== INFORMATION SUPPLIED
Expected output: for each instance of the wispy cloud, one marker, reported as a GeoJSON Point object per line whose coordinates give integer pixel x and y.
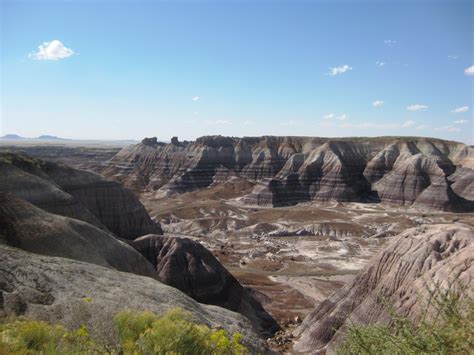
{"type": "Point", "coordinates": [331, 116]}
{"type": "Point", "coordinates": [53, 50]}
{"type": "Point", "coordinates": [217, 122]}
{"type": "Point", "coordinates": [417, 107]}
{"type": "Point", "coordinates": [461, 109]}
{"type": "Point", "coordinates": [339, 70]}
{"type": "Point", "coordinates": [381, 126]}
{"type": "Point", "coordinates": [409, 123]}
{"type": "Point", "coordinates": [448, 129]}
{"type": "Point", "coordinates": [289, 123]}
{"type": "Point", "coordinates": [390, 42]}
{"type": "Point", "coordinates": [469, 71]}
{"type": "Point", "coordinates": [421, 126]}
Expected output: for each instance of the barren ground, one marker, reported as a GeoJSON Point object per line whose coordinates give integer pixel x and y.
{"type": "Point", "coordinates": [290, 257]}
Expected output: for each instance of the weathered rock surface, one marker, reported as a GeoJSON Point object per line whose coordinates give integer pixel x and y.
{"type": "Point", "coordinates": [77, 194]}
{"type": "Point", "coordinates": [54, 289]}
{"type": "Point", "coordinates": [191, 268]}
{"type": "Point", "coordinates": [401, 274]}
{"type": "Point", "coordinates": [28, 227]}
{"type": "Point", "coordinates": [425, 172]}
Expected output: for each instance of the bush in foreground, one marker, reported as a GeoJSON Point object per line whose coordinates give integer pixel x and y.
{"type": "Point", "coordinates": [139, 333]}
{"type": "Point", "coordinates": [449, 331]}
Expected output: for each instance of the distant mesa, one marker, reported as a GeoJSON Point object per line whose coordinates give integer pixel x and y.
{"type": "Point", "coordinates": [422, 172]}
{"type": "Point", "coordinates": [11, 136]}
{"type": "Point", "coordinates": [50, 138]}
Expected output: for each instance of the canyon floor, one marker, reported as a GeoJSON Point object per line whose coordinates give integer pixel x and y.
{"type": "Point", "coordinates": [291, 258]}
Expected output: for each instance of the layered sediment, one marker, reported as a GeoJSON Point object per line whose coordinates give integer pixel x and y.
{"type": "Point", "coordinates": [415, 263]}
{"type": "Point", "coordinates": [423, 172]}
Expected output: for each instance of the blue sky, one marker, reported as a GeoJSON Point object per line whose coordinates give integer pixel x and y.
{"type": "Point", "coordinates": [128, 69]}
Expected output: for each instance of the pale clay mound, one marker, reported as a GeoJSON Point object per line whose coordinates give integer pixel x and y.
{"type": "Point", "coordinates": [401, 273]}
{"type": "Point", "coordinates": [181, 262]}
{"type": "Point", "coordinates": [424, 172]}
{"type": "Point", "coordinates": [75, 193]}
{"type": "Point", "coordinates": [53, 289]}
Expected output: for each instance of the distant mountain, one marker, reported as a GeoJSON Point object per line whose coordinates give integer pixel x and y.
{"type": "Point", "coordinates": [11, 136]}
{"type": "Point", "coordinates": [50, 138]}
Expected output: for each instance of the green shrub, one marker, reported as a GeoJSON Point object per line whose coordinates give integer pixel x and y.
{"type": "Point", "coordinates": [449, 331]}
{"type": "Point", "coordinates": [173, 333]}
{"type": "Point", "coordinates": [139, 333]}
{"type": "Point", "coordinates": [23, 336]}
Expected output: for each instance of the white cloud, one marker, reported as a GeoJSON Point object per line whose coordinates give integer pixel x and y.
{"type": "Point", "coordinates": [53, 50]}
{"type": "Point", "coordinates": [461, 109]}
{"type": "Point", "coordinates": [331, 116]}
{"type": "Point", "coordinates": [382, 126]}
{"type": "Point", "coordinates": [448, 129]}
{"type": "Point", "coordinates": [409, 123]}
{"type": "Point", "coordinates": [370, 125]}
{"type": "Point", "coordinates": [469, 71]}
{"type": "Point", "coordinates": [417, 107]}
{"type": "Point", "coordinates": [339, 70]}
{"type": "Point", "coordinates": [289, 123]}
{"type": "Point", "coordinates": [217, 122]}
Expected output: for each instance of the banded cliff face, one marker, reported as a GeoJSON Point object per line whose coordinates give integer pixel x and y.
{"type": "Point", "coordinates": [191, 268]}
{"type": "Point", "coordinates": [76, 194]}
{"type": "Point", "coordinates": [424, 172]}
{"type": "Point", "coordinates": [401, 275]}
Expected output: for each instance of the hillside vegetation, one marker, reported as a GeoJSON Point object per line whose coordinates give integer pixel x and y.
{"type": "Point", "coordinates": [138, 332]}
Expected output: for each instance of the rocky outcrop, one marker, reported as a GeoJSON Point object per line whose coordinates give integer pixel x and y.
{"type": "Point", "coordinates": [56, 290]}
{"type": "Point", "coordinates": [28, 227]}
{"type": "Point", "coordinates": [77, 194]}
{"type": "Point", "coordinates": [191, 268]}
{"type": "Point", "coordinates": [424, 172]}
{"type": "Point", "coordinates": [401, 275]}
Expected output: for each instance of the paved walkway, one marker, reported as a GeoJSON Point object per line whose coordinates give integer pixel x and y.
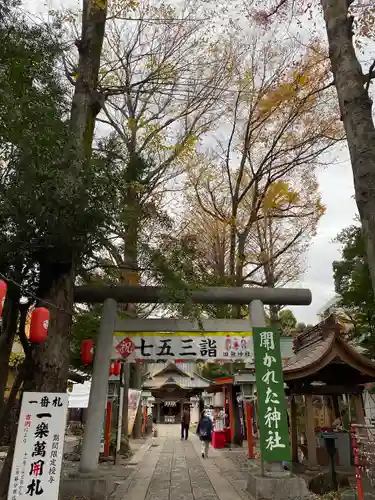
{"type": "Point", "coordinates": [167, 468]}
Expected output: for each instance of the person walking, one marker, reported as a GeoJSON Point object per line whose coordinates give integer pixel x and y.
{"type": "Point", "coordinates": [185, 424]}
{"type": "Point", "coordinates": [204, 431]}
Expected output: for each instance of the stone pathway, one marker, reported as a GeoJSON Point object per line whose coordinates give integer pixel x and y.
{"type": "Point", "coordinates": [170, 469]}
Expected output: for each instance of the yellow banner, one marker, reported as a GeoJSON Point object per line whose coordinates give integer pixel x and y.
{"type": "Point", "coordinates": [183, 334]}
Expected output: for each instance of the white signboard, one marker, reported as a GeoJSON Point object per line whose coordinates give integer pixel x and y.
{"type": "Point", "coordinates": [148, 346]}
{"type": "Point", "coordinates": [39, 447]}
====
## YOUR INSTRUCTIONS
Write out every entry above word for word, and leave the pictures out of your copy.

## FINISHED EXERCISE
Expected output: for each instance of the wispy cloud, one marker, reported as a GeoJSON Point object per line whose coordinates give integer pixel x and y.
{"type": "Point", "coordinates": [331, 116]}
{"type": "Point", "coordinates": [53, 50]}
{"type": "Point", "coordinates": [217, 122]}
{"type": "Point", "coordinates": [417, 107]}
{"type": "Point", "coordinates": [461, 109]}
{"type": "Point", "coordinates": [339, 70]}
{"type": "Point", "coordinates": [381, 126]}
{"type": "Point", "coordinates": [409, 123]}
{"type": "Point", "coordinates": [448, 129]}
{"type": "Point", "coordinates": [289, 123]}
{"type": "Point", "coordinates": [390, 42]}
{"type": "Point", "coordinates": [469, 71]}
{"type": "Point", "coordinates": [421, 126]}
Expected output: for each instance of the barren ground, one marker, reported as a GeoJSON Point object per line whose coordinates give integer pixel x and y.
{"type": "Point", "coordinates": [290, 257]}
Expected output: for each instance of the weathered rock surface, one marker, reported as a GeoJSON Point object per line whose coordinates give integer pixel x and y.
{"type": "Point", "coordinates": [77, 194]}
{"type": "Point", "coordinates": [54, 289]}
{"type": "Point", "coordinates": [191, 268]}
{"type": "Point", "coordinates": [401, 274]}
{"type": "Point", "coordinates": [28, 227]}
{"type": "Point", "coordinates": [425, 172]}
Expected output: for each instance of the bush in foreground, one marker, reported as a GeoJSON Point object per line whose coordinates give integer pixel x and y.
{"type": "Point", "coordinates": [139, 333]}
{"type": "Point", "coordinates": [449, 331]}
Expected output: for each instance of the distant mesa, one marker, reported as a GeoJSON Point object per line whose coordinates give integer pixel x and y.
{"type": "Point", "coordinates": [422, 172]}
{"type": "Point", "coordinates": [11, 136]}
{"type": "Point", "coordinates": [50, 138]}
Expected output: for each instance of the canyon floor, one marker, reported as a GeoJSON Point object per line whose coordinates give integer pixel x and y.
{"type": "Point", "coordinates": [291, 258]}
Expected output: for each instance of the layered sediment, one marker, reported as a GeoJSON Point object per line whose coordinates give integer pixel x and y.
{"type": "Point", "coordinates": [415, 263]}
{"type": "Point", "coordinates": [423, 172]}
Expected output: for each instance of the blue sky, one marker, reported as a GeoJSON Point object per line whose coordinates give integer pixel x and y.
{"type": "Point", "coordinates": [128, 69]}
Expected output: for each instance of the pale clay mound, one marker, reported as a GeoJSON Point object per line whose coordinates give integer pixel x and y.
{"type": "Point", "coordinates": [401, 273]}
{"type": "Point", "coordinates": [181, 262]}
{"type": "Point", "coordinates": [424, 172]}
{"type": "Point", "coordinates": [75, 193]}
{"type": "Point", "coordinates": [53, 289]}
Expected output: for each instance of the distant mountain, one marker, reported as a GeoJSON Point object per line whose coordinates give integer pixel x and y.
{"type": "Point", "coordinates": [11, 136]}
{"type": "Point", "coordinates": [50, 138]}
Expected output: for each instance of the green shrub, one marker, reported as a GeoJSON Point object per line whose coordinates give integer pixel x and y.
{"type": "Point", "coordinates": [449, 331]}
{"type": "Point", "coordinates": [173, 333]}
{"type": "Point", "coordinates": [139, 333]}
{"type": "Point", "coordinates": [23, 336]}
Expected output: for each instance of the white cloud, one marker, reported as a GeoJSON Point object per line whose coordinates give integer pixel x and y.
{"type": "Point", "coordinates": [53, 50]}
{"type": "Point", "coordinates": [461, 109]}
{"type": "Point", "coordinates": [331, 116]}
{"type": "Point", "coordinates": [382, 126]}
{"type": "Point", "coordinates": [448, 129]}
{"type": "Point", "coordinates": [409, 123]}
{"type": "Point", "coordinates": [370, 125]}
{"type": "Point", "coordinates": [469, 71]}
{"type": "Point", "coordinates": [417, 107]}
{"type": "Point", "coordinates": [339, 70]}
{"type": "Point", "coordinates": [289, 123]}
{"type": "Point", "coordinates": [217, 122]}
Expected output: for each instance of the banded cliff face, one marker, reported as a GeoJSON Point object per line whose coordinates give integer pixel x and y.
{"type": "Point", "coordinates": [191, 268]}
{"type": "Point", "coordinates": [76, 194]}
{"type": "Point", "coordinates": [424, 172]}
{"type": "Point", "coordinates": [401, 275]}
Expected output: for each instance of the hillside vegetation, one marker, reported as a GeoJSON Point object per line whose coordinates give integer pixel x and y.
{"type": "Point", "coordinates": [138, 332]}
Expected output: for each instance of the rocky outcrop, one marker, reported as a GeoJSON Point object per line whose coordinates give integer pixel x and y.
{"type": "Point", "coordinates": [56, 290]}
{"type": "Point", "coordinates": [28, 227]}
{"type": "Point", "coordinates": [77, 194]}
{"type": "Point", "coordinates": [191, 268]}
{"type": "Point", "coordinates": [424, 172]}
{"type": "Point", "coordinates": [401, 275]}
Expected output: for each instance of the paved walkway, one marker, reported as a GeoJSON Point object per line whose coordinates give integer pixel x and y.
{"type": "Point", "coordinates": [167, 468]}
Expected output: for each instance of the person walking, one marker, reported as a GeoJSON Point object per line whose coordinates give integer pixel x and y.
{"type": "Point", "coordinates": [185, 424]}
{"type": "Point", "coordinates": [204, 431]}
Expected output: for each instance of the stone pathway, one marker, reported as a GeoJSON Point object per line whose coordinates give integer pixel x and y.
{"type": "Point", "coordinates": [170, 469]}
Expected output: for each instance of the yellow banner, one marker, reported as a GeoJSON Point object per line whose coordinates give integer pixel x and y.
{"type": "Point", "coordinates": [183, 334]}
Expected output: for each instance of the white signboard, one marker, reported as a GeoJSON Point object per line whose coordinates give integer pixel x and y.
{"type": "Point", "coordinates": [148, 346]}
{"type": "Point", "coordinates": [39, 447]}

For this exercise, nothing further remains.